> [ACTION DEMANDÉE A]: D'après l'article sur Imperial Esports, quelle indemnité pour dommages moraux l'organisation doit-elle verser à la famille du joueur ?
> [ACTION DEMANDÉE B]: Indiquez si chacune des affirmations suivantes concorde avec l'article sur Imperial Esports, par oui ou par non, en citant les mots décisifs de l'article. (i) Matheus "brutt" Queiroz avait 19 ans lors de son décès. (ii) Imperial Esports a accepté la décision rendue en première instance. (iii) Le verdict de la juge compte 120 pages.
> [ACTION DEMANDÉE C]: Reprenez l'article sur Imperial Esports et poursuivez-le après sa dernière phrase.

> [TEXTE FOURNI]:
Le jugement en première instance du Tribunal du travail a estimé que l'équipe brésilienne avait « indirectement collaboré » au décès de son jeune joueur Counter-Strike: Global Offensive en 2019. La structure Imperial Esports a décidé de faire appel de cette décision.
Imperial condamné
La justice a condamné le club Imperial Esports en première instance d'une affaire qui traine déjà depuis plus de deux ans. L'organisation devra verser une indemnité pour dommages moraux de 400 000 réaux (72 000 euros) à la famille de Matheus "brutt" Queiroz. Le joueur était décédé en décembre 2019 suite à des complications médicales, un peu plus d'un mois après avoir rejoint l'organisation et alors qu'il n'avait que 19 ans. Imperial est aujourd'hui surtout connu pour être l'écurie qui a accueilli les vétérans brésiliens pour leur « Last Dance », mais la structure existe depuis septembre 2018 et elle traîne cette affaire comme un boulet depuis plus de deux ans maintenant. Le verdict de la juge du travail Patricia Almeida Ramos, du 69e tribunal du travail de São Paulo, fait 80 pages et pointe du doigt la responsabilité de la direction dans la mort de son employé. La juge conclu sa décision en affirmant qu'Imperial n'a pas respecté ses obligations légales et contractuelles en matière de santé, et a « indirectement collaboré » à la mort de l'athlète. En plus de l'indemnisation, la magistrate a reconnu la relation contractuelle de brutt avec Imperial et a ordonné à l'équipe de payer des indemnités à sa famille.

> [DONNÉES AFFICHÉES]:
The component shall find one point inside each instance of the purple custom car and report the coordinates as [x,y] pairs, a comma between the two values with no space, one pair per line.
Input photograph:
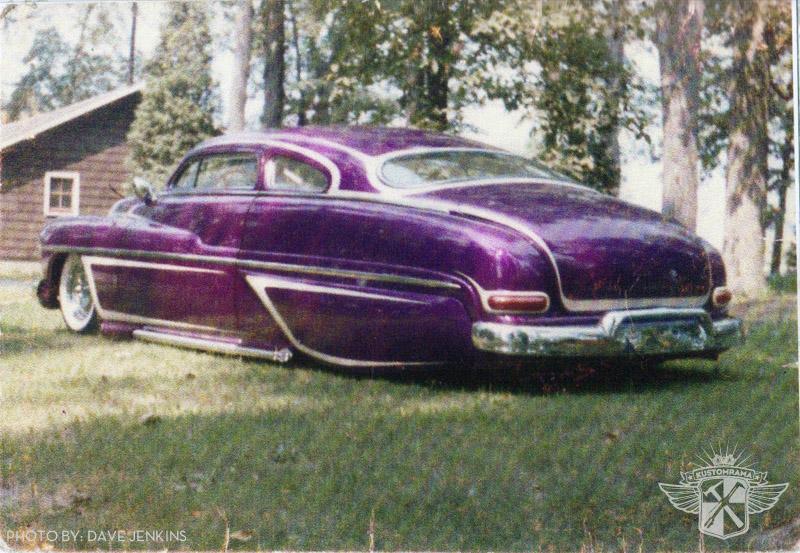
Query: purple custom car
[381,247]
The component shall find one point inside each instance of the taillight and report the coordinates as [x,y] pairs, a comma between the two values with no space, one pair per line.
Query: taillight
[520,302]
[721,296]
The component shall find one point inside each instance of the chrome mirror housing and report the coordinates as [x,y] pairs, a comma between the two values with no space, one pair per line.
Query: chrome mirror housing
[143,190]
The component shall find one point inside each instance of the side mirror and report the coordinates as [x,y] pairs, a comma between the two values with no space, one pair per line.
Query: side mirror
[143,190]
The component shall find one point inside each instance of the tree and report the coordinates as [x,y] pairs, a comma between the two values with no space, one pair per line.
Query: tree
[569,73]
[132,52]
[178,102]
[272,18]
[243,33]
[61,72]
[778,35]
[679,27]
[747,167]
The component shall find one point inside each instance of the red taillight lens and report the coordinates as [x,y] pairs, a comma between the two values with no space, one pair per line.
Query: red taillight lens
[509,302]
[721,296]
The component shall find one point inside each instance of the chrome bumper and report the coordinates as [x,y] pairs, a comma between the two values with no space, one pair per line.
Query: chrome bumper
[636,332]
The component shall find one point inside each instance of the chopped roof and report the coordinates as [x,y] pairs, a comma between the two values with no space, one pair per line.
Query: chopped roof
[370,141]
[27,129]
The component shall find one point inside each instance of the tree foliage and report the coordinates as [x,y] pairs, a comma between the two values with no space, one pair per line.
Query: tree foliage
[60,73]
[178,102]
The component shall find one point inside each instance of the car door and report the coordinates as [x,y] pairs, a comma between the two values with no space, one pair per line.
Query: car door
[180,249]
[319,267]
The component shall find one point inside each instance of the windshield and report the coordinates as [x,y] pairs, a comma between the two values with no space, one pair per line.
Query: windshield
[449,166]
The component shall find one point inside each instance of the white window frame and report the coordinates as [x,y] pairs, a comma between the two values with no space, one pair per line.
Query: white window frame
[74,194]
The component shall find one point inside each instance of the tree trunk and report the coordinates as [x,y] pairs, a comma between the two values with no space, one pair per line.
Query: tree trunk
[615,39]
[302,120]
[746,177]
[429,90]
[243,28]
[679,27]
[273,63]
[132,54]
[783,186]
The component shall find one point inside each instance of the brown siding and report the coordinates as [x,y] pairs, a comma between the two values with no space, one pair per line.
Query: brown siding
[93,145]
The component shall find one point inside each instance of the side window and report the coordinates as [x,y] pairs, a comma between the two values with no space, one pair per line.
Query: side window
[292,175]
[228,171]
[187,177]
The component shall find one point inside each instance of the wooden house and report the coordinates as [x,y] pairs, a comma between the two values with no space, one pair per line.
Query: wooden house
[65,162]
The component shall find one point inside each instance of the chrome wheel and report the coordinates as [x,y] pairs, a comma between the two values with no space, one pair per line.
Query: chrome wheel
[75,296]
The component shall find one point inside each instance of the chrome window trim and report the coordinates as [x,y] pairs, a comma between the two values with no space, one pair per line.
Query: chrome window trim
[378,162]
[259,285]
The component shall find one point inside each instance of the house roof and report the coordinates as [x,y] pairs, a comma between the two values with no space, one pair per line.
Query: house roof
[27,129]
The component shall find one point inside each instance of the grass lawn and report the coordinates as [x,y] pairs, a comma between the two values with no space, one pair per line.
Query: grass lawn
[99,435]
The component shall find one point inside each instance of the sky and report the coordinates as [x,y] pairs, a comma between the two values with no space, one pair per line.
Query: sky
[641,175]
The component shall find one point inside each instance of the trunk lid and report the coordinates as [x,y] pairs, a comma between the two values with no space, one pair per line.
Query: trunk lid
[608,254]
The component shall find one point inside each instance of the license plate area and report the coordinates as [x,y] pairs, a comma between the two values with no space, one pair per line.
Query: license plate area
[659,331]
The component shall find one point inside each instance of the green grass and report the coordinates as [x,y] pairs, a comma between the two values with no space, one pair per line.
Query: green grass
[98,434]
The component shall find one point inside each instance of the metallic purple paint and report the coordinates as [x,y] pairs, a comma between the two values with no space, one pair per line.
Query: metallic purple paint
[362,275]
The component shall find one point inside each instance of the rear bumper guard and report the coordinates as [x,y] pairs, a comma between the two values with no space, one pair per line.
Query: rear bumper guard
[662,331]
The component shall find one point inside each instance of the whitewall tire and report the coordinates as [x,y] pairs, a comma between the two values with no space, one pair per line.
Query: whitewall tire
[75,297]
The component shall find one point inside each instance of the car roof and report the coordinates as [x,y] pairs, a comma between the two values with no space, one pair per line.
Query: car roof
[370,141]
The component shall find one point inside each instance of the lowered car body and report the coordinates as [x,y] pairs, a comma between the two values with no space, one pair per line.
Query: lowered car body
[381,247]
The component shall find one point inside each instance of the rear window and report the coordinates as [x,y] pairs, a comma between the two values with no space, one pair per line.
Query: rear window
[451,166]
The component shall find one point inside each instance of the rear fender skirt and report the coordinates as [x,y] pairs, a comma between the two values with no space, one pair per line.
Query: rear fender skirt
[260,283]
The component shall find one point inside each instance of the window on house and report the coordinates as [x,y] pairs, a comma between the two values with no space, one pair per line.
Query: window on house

> [RÉPONSE RÉDIGÉE A]: 400 000 réaux (72 000 euros).

> [RÉPONSE RÉDIGÉE B]:
(i) Oui : « alors qu'il n'avait que 19 ans ».
(ii) Non : « La structure Imperial Esports a décidé de faire appel de cette décision ».
(iii) Non : « fait 80 pages ».

> [RÉPONSE RÉDIGÉE C]:
— Roque Marques (@roque_mn) December 15, 2019
En réponse à cette décision, la défense d'Impérial a exprimé son souhait de faire appel de cette décision devant le Tribunal Régional du Travail (la juridiction supérieure). Pour l'avocat du club il s'agit avant tout de « rétablir la justice ». Maître José Augusto Rodrigues Jr. a soutenu durant le procès que l'entreprise avait parfaitement rempli ses obligations et avait fourni une assistance à son joueur mais également à sa famille après son décès. Il a en outre déclaré que Matheus "brutt" Queiroz n'avait été disponible pour l'équipe que pendant une période d'environ 40 jours et qu'il « ne serait donc pas raisonnable de considérer que la structure puisse être la cause de sa maladie et de sa mort ». Matheus avait effectivement rejoint officiellement Imperial Esports le 11 novembre 2019 en remplacement de Gustavo "tge" Motta. Il arrivait alors en provenance de la Team Reapers. Dès le 8 décembre 2019 il doit être mis de côté suite à des complications de santé qui entraîneront finalement son décès une semaine plus tard. La famille du défunt reproche aux dirigeants brésiliens d'avoir surchargé brutt et de ne pas s'être souciés de son état de santé, mais il réclament également une indemnisation pour préjudice moral jugeant que le décès du jeune athlète ne serait pas arrivé s'il n'avait pas vécu dans ces conditions.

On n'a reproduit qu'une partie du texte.